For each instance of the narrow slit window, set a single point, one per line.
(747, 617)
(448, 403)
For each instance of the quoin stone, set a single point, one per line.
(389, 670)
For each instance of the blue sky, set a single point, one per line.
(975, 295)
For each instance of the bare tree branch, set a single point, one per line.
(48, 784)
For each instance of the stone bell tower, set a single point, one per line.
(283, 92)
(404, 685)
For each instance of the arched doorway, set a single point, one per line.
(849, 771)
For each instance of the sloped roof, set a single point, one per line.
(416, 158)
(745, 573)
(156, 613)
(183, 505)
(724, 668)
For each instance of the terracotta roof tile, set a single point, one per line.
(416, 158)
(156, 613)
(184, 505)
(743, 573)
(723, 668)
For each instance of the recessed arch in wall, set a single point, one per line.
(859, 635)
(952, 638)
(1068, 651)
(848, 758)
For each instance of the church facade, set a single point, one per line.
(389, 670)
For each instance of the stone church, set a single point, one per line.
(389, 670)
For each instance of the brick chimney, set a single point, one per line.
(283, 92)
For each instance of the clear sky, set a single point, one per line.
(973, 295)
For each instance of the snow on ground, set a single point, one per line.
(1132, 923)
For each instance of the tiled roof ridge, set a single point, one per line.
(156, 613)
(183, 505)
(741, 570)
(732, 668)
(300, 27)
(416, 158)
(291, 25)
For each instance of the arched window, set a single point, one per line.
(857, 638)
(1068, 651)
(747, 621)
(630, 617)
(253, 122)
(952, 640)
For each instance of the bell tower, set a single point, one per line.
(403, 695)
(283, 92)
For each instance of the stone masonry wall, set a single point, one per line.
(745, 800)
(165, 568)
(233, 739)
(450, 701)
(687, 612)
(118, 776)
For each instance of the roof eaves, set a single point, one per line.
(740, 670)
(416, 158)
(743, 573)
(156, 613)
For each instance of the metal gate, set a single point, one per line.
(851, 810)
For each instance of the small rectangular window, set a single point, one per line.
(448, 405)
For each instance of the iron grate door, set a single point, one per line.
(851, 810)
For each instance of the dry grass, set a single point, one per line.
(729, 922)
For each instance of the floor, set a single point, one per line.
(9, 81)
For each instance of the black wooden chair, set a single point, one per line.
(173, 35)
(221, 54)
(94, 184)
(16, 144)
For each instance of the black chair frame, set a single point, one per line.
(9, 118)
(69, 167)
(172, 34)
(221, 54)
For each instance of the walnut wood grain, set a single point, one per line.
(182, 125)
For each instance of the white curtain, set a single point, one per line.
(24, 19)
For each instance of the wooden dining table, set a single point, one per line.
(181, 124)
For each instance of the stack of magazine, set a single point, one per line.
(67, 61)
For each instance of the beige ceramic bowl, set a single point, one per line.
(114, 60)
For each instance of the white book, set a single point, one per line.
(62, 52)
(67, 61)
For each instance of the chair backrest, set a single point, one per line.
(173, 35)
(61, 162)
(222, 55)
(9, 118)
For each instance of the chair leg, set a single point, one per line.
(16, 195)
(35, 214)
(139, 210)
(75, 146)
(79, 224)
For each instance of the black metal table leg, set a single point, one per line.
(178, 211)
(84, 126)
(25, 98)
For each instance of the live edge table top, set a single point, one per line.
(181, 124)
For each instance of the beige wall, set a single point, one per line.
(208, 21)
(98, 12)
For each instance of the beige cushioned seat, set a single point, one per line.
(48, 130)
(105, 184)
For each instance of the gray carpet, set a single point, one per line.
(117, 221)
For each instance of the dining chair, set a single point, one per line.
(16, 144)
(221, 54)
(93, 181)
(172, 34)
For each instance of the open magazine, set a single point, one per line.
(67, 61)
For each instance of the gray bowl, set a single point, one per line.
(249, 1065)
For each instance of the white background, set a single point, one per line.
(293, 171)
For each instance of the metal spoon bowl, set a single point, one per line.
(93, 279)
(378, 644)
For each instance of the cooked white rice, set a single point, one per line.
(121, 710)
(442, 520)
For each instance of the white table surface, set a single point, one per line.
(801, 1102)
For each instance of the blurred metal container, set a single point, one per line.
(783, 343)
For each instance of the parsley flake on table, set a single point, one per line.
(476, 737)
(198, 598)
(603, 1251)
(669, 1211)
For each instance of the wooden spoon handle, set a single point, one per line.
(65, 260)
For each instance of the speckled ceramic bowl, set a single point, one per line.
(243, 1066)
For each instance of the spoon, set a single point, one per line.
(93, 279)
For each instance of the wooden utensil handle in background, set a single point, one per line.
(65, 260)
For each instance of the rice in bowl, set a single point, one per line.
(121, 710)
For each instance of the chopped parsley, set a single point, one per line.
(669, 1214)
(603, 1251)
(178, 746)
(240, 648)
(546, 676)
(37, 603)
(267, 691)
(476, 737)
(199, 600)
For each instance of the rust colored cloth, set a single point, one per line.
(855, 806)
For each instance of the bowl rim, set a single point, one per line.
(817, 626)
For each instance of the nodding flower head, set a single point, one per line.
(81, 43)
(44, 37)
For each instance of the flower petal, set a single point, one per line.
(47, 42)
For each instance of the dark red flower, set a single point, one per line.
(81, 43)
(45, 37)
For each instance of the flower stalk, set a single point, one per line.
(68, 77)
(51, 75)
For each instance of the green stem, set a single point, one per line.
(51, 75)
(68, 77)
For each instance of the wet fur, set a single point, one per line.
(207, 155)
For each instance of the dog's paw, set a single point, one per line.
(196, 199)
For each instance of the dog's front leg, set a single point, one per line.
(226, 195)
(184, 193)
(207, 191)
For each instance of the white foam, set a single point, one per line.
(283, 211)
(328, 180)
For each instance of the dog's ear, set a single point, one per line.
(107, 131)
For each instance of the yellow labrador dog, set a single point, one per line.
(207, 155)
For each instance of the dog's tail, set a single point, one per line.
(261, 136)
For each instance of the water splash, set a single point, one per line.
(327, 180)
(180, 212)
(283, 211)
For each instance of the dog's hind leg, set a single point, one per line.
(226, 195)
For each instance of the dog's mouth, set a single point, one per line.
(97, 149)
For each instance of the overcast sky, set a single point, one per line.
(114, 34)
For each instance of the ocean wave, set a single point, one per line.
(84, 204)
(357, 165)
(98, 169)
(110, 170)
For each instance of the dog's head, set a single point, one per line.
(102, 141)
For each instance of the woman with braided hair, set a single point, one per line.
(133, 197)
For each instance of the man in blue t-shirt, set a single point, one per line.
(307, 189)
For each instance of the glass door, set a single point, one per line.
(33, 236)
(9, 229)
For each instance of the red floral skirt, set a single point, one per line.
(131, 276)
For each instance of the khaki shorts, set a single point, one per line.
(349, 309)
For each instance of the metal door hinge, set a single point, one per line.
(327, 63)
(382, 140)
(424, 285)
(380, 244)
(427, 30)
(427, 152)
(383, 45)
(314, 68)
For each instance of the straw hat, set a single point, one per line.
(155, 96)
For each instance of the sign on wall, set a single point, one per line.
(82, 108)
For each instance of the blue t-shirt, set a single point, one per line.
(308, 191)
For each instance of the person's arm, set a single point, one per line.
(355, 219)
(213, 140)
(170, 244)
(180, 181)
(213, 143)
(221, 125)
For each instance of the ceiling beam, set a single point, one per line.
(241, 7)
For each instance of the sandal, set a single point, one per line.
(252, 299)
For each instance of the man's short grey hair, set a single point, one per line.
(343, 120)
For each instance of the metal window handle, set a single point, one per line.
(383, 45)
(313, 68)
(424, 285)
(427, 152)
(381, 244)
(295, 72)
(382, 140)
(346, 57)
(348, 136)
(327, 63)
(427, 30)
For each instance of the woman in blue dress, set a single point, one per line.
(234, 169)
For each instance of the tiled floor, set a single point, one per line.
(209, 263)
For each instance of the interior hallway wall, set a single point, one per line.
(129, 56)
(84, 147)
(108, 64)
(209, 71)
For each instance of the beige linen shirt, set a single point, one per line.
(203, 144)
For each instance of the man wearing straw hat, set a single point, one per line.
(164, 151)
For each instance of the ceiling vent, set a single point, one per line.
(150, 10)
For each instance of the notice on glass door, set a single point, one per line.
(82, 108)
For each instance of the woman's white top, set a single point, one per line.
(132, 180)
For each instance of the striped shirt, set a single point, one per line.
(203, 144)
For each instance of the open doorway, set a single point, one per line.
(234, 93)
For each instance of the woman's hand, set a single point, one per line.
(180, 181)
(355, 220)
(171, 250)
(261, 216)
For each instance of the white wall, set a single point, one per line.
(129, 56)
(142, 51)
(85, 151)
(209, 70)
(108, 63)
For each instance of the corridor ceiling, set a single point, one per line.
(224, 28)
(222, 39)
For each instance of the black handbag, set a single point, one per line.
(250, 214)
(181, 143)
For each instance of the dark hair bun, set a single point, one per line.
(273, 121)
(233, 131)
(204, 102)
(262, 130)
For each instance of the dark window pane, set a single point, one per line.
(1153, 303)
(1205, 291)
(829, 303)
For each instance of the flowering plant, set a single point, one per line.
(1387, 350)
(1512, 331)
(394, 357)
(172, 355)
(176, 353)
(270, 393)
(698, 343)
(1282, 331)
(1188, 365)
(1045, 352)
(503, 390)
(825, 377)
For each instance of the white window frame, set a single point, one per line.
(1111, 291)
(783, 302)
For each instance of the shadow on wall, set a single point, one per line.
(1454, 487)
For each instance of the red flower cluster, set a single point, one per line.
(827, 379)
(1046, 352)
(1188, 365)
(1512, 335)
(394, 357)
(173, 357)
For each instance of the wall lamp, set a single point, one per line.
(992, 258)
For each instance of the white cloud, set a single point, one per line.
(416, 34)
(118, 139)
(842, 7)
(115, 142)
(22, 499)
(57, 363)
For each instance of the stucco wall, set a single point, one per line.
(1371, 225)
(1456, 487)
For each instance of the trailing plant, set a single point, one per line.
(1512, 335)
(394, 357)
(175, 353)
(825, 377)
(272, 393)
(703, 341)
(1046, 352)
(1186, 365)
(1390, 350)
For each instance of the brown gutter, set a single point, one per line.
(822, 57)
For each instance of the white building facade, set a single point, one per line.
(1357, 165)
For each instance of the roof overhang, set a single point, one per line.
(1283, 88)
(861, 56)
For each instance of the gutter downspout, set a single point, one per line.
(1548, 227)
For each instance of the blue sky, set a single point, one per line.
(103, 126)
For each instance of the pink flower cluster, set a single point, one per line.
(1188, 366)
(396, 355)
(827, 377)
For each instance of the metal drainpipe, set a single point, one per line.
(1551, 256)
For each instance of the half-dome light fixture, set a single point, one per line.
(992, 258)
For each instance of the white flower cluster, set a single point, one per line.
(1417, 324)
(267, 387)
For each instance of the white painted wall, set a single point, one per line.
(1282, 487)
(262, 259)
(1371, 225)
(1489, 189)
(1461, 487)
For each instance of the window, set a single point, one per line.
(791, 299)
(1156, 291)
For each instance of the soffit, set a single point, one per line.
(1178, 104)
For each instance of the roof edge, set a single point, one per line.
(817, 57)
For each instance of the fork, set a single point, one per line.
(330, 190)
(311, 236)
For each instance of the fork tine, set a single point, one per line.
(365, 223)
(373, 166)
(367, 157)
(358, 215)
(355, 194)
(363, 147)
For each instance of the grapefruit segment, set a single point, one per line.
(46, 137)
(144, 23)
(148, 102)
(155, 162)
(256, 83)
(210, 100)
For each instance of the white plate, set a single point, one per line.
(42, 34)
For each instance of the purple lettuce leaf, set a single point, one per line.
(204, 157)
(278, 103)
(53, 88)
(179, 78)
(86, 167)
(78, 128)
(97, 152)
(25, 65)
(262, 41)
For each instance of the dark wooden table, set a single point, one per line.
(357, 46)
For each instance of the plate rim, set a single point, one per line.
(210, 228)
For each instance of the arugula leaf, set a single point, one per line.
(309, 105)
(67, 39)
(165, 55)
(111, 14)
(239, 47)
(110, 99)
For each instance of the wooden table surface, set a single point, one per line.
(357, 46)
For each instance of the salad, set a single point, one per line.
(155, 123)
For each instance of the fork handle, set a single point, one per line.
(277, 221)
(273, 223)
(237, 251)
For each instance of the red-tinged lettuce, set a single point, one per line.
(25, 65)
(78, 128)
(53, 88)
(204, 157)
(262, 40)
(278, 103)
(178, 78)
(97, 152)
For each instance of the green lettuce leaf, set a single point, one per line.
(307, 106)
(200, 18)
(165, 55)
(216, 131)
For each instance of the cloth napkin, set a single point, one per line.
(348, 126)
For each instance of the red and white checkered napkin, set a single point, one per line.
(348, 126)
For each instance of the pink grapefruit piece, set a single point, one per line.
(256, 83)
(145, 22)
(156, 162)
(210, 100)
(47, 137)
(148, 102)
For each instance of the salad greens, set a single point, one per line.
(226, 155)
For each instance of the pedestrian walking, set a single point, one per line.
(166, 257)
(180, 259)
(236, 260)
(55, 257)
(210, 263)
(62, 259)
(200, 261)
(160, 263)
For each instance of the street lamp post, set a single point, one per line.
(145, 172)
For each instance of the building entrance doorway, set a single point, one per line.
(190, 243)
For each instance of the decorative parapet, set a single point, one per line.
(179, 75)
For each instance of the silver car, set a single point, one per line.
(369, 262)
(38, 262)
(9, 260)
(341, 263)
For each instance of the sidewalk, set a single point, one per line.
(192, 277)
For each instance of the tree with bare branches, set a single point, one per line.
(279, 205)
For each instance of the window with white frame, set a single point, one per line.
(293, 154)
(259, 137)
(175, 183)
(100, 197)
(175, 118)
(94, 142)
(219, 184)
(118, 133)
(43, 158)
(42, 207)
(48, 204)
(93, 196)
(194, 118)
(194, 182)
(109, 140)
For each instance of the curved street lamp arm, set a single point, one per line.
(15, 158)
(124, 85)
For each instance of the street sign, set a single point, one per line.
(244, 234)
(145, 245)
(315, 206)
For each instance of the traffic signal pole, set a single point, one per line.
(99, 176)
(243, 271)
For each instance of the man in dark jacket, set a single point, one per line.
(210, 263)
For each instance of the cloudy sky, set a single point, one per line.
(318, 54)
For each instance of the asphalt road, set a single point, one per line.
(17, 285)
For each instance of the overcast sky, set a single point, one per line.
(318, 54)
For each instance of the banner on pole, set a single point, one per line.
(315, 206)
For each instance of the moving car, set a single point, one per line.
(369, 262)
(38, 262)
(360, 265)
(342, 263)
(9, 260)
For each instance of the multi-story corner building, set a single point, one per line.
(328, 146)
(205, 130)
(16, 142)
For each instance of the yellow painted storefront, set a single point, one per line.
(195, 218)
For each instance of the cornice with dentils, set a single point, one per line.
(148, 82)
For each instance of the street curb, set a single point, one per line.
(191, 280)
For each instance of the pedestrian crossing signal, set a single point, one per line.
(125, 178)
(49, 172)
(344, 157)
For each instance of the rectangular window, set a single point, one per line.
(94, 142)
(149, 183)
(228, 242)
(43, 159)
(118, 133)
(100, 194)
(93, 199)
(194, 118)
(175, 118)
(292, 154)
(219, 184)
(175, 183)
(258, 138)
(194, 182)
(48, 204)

§ The exercise
Find "For each instance of the multi-story" in the data above, then repeat that line and all lines after it exactly, ending with the final line.

§ Response to this exercise
For each instance of the multi-story corner building, set a single point, one per line.
(328, 146)
(205, 130)
(16, 142)
For each instance of the yellow painted storefront, set a single point, one per line.
(195, 218)
For each instance of the cornice with dentils, set a single point, one per line.
(148, 82)
For each instance of the street curb, set a single point, one per line.
(191, 280)
For each instance of the pedestrian crossing signal, set a single point, one per line.
(125, 178)
(49, 172)
(344, 157)
For each instance of the rectangular window, set a single point, one per line.
(94, 142)
(149, 183)
(228, 242)
(43, 159)
(118, 133)
(100, 194)
(93, 199)
(194, 118)
(175, 118)
(292, 154)
(219, 184)
(175, 183)
(258, 138)
(194, 182)
(48, 204)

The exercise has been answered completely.